What is needed -> Please count the lines of the data below that contain the string "runway", treating uppercase and lowercase as different, and give only that number.

==== Stored data ====

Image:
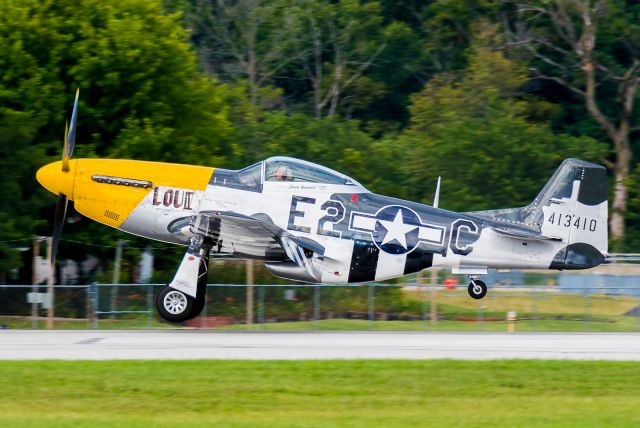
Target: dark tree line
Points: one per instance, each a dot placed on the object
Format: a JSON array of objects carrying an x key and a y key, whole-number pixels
[{"x": 490, "y": 95}]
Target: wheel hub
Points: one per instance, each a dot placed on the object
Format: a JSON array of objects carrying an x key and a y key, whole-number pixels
[{"x": 175, "y": 302}]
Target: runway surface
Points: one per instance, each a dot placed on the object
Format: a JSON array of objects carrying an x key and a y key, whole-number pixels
[{"x": 185, "y": 344}]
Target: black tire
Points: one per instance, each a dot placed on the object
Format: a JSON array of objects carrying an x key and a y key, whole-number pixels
[
  {"x": 174, "y": 305},
  {"x": 473, "y": 289}
]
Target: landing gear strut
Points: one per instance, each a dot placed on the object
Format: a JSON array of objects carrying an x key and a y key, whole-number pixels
[
  {"x": 184, "y": 297},
  {"x": 477, "y": 289}
]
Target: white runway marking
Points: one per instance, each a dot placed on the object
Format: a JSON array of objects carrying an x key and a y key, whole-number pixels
[{"x": 185, "y": 344}]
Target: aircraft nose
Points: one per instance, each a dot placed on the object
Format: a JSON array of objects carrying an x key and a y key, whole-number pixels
[{"x": 55, "y": 180}]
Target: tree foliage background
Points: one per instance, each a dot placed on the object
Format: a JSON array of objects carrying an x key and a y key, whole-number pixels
[{"x": 490, "y": 95}]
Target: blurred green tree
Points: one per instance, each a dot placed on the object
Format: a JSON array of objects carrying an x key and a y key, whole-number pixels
[
  {"x": 142, "y": 95},
  {"x": 494, "y": 143}
]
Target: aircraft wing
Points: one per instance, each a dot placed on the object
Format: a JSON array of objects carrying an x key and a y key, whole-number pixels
[{"x": 253, "y": 236}]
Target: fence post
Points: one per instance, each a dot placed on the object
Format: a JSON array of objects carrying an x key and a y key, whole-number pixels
[
  {"x": 95, "y": 295},
  {"x": 149, "y": 305},
  {"x": 371, "y": 300},
  {"x": 316, "y": 307},
  {"x": 249, "y": 302},
  {"x": 587, "y": 316},
  {"x": 534, "y": 312},
  {"x": 434, "y": 295},
  {"x": 261, "y": 306}
]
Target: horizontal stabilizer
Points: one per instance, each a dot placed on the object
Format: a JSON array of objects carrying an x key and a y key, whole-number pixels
[{"x": 524, "y": 234}]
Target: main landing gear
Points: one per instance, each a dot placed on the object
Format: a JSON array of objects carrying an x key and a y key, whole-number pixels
[
  {"x": 184, "y": 297},
  {"x": 477, "y": 289}
]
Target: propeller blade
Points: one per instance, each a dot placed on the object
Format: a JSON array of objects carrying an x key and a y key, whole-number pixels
[
  {"x": 70, "y": 139},
  {"x": 61, "y": 212}
]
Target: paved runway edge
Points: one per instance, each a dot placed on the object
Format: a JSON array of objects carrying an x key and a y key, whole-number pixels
[{"x": 185, "y": 344}]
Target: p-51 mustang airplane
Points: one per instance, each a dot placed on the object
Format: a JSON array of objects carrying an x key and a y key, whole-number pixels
[{"x": 310, "y": 223}]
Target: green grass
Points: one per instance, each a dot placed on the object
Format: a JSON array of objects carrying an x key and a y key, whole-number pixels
[{"x": 436, "y": 393}]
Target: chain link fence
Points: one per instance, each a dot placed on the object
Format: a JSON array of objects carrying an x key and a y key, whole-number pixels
[{"x": 608, "y": 304}]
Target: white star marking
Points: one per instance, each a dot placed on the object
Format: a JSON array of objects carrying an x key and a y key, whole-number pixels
[{"x": 397, "y": 230}]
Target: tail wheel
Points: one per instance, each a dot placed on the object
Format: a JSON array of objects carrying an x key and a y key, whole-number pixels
[
  {"x": 174, "y": 305},
  {"x": 477, "y": 289}
]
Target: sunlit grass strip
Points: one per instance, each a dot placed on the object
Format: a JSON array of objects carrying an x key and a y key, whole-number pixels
[{"x": 319, "y": 394}]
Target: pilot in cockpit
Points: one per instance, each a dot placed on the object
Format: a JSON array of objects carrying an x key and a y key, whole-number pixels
[{"x": 283, "y": 173}]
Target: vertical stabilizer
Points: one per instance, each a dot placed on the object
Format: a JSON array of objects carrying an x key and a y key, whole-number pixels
[{"x": 571, "y": 207}]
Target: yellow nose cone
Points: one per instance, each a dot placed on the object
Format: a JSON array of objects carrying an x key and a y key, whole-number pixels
[{"x": 57, "y": 181}]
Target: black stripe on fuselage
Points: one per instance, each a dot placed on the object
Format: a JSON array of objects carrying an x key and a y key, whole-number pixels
[
  {"x": 364, "y": 261},
  {"x": 417, "y": 260}
]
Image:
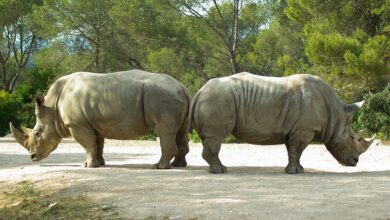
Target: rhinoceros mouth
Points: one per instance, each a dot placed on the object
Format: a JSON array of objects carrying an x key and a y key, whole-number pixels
[{"x": 352, "y": 161}]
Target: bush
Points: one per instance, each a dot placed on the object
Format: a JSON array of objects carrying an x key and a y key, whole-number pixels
[
  {"x": 7, "y": 111},
  {"x": 375, "y": 114}
]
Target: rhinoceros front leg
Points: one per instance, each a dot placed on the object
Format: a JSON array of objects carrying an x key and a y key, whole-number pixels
[
  {"x": 211, "y": 147},
  {"x": 168, "y": 151},
  {"x": 295, "y": 146},
  {"x": 86, "y": 137}
]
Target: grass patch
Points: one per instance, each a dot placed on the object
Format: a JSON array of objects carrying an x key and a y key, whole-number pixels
[{"x": 26, "y": 201}]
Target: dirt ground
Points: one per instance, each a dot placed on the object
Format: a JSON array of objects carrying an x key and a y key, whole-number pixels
[{"x": 255, "y": 186}]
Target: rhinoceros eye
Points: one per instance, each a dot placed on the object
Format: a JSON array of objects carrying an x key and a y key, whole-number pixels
[{"x": 36, "y": 132}]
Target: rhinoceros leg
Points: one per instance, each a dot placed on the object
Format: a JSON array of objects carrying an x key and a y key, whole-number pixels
[
  {"x": 182, "y": 144},
  {"x": 86, "y": 137},
  {"x": 295, "y": 146},
  {"x": 168, "y": 151},
  {"x": 100, "y": 146},
  {"x": 211, "y": 147}
]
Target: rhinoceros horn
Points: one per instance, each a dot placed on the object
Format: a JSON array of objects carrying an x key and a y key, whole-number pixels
[
  {"x": 19, "y": 137},
  {"x": 360, "y": 134},
  {"x": 365, "y": 144}
]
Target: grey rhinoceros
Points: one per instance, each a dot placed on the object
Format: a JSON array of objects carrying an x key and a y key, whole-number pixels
[
  {"x": 294, "y": 111},
  {"x": 123, "y": 105}
]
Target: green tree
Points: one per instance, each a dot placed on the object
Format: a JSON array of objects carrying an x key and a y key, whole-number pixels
[
  {"x": 18, "y": 40},
  {"x": 222, "y": 27}
]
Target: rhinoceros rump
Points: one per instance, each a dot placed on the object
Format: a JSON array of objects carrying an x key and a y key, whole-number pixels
[
  {"x": 123, "y": 105},
  {"x": 293, "y": 110}
]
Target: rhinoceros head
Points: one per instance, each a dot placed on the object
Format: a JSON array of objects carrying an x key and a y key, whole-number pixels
[
  {"x": 43, "y": 138},
  {"x": 346, "y": 145}
]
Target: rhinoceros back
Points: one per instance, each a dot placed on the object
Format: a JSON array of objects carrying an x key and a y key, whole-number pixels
[
  {"x": 121, "y": 105},
  {"x": 264, "y": 110}
]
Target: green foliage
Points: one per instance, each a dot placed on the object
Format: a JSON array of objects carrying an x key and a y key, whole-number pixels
[
  {"x": 375, "y": 114},
  {"x": 7, "y": 109},
  {"x": 18, "y": 107}
]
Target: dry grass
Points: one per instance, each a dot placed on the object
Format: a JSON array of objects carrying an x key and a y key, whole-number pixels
[{"x": 26, "y": 201}]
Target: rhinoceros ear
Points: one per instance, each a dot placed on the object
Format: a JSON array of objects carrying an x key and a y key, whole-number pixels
[
  {"x": 39, "y": 99},
  {"x": 351, "y": 108}
]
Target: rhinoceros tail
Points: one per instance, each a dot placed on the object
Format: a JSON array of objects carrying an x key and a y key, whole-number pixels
[
  {"x": 186, "y": 126},
  {"x": 192, "y": 108}
]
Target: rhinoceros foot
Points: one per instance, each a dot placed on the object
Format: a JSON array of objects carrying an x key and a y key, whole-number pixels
[
  {"x": 101, "y": 161},
  {"x": 179, "y": 163},
  {"x": 294, "y": 169},
  {"x": 162, "y": 166},
  {"x": 91, "y": 163},
  {"x": 217, "y": 169}
]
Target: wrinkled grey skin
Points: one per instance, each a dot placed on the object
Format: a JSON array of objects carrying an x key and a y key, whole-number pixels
[
  {"x": 124, "y": 105},
  {"x": 293, "y": 110}
]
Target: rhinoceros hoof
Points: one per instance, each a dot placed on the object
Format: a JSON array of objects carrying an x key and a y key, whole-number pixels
[
  {"x": 162, "y": 166},
  {"x": 91, "y": 164},
  {"x": 179, "y": 163},
  {"x": 294, "y": 169},
  {"x": 217, "y": 169},
  {"x": 101, "y": 162}
]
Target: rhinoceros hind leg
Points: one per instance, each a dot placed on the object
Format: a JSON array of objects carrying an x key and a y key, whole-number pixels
[
  {"x": 183, "y": 149},
  {"x": 211, "y": 147},
  {"x": 100, "y": 146},
  {"x": 168, "y": 151}
]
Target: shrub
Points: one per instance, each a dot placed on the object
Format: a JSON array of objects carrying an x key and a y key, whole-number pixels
[{"x": 375, "y": 114}]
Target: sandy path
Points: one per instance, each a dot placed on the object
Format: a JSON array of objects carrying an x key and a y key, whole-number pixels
[{"x": 255, "y": 186}]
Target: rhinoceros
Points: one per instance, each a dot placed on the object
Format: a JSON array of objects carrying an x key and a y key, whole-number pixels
[
  {"x": 124, "y": 105},
  {"x": 294, "y": 111}
]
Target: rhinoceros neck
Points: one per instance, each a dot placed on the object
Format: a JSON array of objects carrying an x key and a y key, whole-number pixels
[
  {"x": 54, "y": 96},
  {"x": 334, "y": 114}
]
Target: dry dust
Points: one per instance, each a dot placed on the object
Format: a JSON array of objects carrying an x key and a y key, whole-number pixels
[{"x": 255, "y": 186}]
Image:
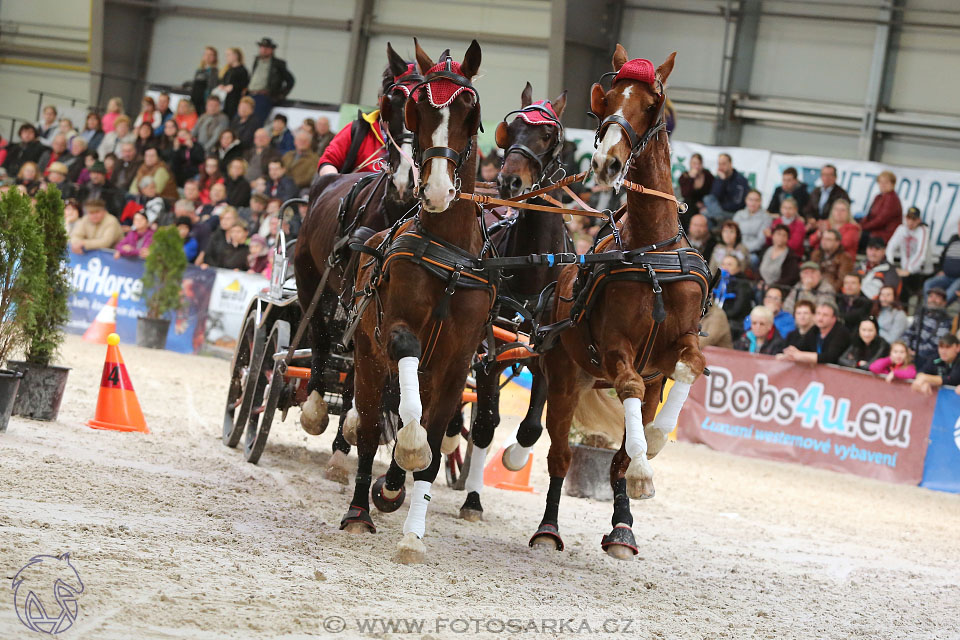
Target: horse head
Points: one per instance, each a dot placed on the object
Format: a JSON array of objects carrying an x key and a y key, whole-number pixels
[
  {"x": 531, "y": 143},
  {"x": 444, "y": 116},
  {"x": 630, "y": 114}
]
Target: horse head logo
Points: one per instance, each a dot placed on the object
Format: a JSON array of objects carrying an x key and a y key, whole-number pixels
[{"x": 45, "y": 592}]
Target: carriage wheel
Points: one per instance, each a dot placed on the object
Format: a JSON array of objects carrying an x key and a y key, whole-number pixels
[
  {"x": 246, "y": 356},
  {"x": 269, "y": 385}
]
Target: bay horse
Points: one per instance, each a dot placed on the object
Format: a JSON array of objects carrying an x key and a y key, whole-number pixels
[
  {"x": 341, "y": 208},
  {"x": 625, "y": 329},
  {"x": 424, "y": 307}
]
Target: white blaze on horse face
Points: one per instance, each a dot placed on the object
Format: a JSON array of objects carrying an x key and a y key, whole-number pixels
[{"x": 438, "y": 190}]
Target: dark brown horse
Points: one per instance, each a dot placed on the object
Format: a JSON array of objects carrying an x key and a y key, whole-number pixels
[
  {"x": 426, "y": 309},
  {"x": 609, "y": 342}
]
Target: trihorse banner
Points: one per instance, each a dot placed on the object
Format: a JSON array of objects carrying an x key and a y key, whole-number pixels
[{"x": 821, "y": 416}]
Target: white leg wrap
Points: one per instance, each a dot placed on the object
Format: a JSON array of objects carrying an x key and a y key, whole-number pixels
[
  {"x": 411, "y": 410},
  {"x": 474, "y": 480},
  {"x": 636, "y": 442},
  {"x": 416, "y": 521},
  {"x": 669, "y": 413}
]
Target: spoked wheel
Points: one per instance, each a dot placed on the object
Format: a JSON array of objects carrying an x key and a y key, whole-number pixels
[
  {"x": 269, "y": 385},
  {"x": 246, "y": 356}
]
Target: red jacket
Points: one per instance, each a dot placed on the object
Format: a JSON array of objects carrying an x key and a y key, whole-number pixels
[
  {"x": 884, "y": 217},
  {"x": 370, "y": 155}
]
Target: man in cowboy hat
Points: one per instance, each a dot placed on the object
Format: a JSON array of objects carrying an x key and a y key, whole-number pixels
[{"x": 270, "y": 81}]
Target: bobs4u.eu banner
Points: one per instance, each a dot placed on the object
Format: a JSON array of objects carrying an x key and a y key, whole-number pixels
[{"x": 821, "y": 416}]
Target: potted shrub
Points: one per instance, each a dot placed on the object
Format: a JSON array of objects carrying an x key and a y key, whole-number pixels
[
  {"x": 162, "y": 276},
  {"x": 21, "y": 287},
  {"x": 42, "y": 386}
]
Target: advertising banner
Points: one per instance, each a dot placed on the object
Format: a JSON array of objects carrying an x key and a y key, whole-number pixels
[
  {"x": 97, "y": 275},
  {"x": 820, "y": 416},
  {"x": 942, "y": 470}
]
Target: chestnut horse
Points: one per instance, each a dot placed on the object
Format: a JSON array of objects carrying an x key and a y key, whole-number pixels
[
  {"x": 619, "y": 332},
  {"x": 425, "y": 307},
  {"x": 371, "y": 206}
]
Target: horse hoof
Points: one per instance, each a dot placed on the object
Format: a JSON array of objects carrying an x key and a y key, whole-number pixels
[
  {"x": 313, "y": 414},
  {"x": 410, "y": 549},
  {"x": 338, "y": 469},
  {"x": 515, "y": 457},
  {"x": 350, "y": 426},
  {"x": 449, "y": 444},
  {"x": 383, "y": 502}
]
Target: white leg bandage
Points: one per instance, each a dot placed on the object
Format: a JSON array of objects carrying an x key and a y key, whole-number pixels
[
  {"x": 416, "y": 521},
  {"x": 669, "y": 413},
  {"x": 636, "y": 442},
  {"x": 475, "y": 474},
  {"x": 411, "y": 410}
]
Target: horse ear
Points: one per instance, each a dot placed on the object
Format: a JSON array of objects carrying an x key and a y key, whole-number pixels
[
  {"x": 471, "y": 60},
  {"x": 598, "y": 100},
  {"x": 527, "y": 96},
  {"x": 502, "y": 135},
  {"x": 397, "y": 64},
  {"x": 619, "y": 57},
  {"x": 663, "y": 71},
  {"x": 423, "y": 60},
  {"x": 560, "y": 103}
]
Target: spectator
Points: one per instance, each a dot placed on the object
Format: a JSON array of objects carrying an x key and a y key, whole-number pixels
[
  {"x": 186, "y": 117},
  {"x": 911, "y": 242},
  {"x": 941, "y": 371},
  {"x": 210, "y": 125},
  {"x": 243, "y": 124},
  {"x": 95, "y": 230},
  {"x": 876, "y": 272},
  {"x": 136, "y": 244},
  {"x": 281, "y": 138},
  {"x": 281, "y": 187},
  {"x": 794, "y": 224},
  {"x": 29, "y": 149},
  {"x": 897, "y": 365},
  {"x": 259, "y": 155},
  {"x": 832, "y": 339},
  {"x": 790, "y": 186},
  {"x": 205, "y": 79},
  {"x": 92, "y": 132},
  {"x": 728, "y": 193},
  {"x": 866, "y": 347},
  {"x": 695, "y": 184},
  {"x": 238, "y": 189},
  {"x": 184, "y": 227},
  {"x": 762, "y": 336},
  {"x": 270, "y": 81},
  {"x": 234, "y": 81},
  {"x": 114, "y": 111},
  {"x": 890, "y": 315},
  {"x": 803, "y": 336},
  {"x": 812, "y": 287},
  {"x": 778, "y": 265},
  {"x": 301, "y": 163},
  {"x": 730, "y": 244},
  {"x": 854, "y": 307},
  {"x": 947, "y": 274},
  {"x": 113, "y": 142},
  {"x": 833, "y": 260},
  {"x": 930, "y": 323},
  {"x": 885, "y": 213}
]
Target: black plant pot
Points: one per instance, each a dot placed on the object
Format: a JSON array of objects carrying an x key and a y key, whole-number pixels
[
  {"x": 589, "y": 473},
  {"x": 41, "y": 390},
  {"x": 9, "y": 382},
  {"x": 152, "y": 332}
]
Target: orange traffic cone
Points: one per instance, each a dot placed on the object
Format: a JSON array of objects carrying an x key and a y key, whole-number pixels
[
  {"x": 104, "y": 324},
  {"x": 498, "y": 476},
  {"x": 117, "y": 406}
]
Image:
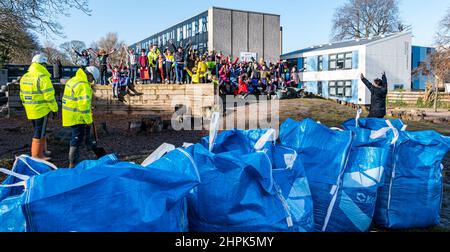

====

Answer -> 3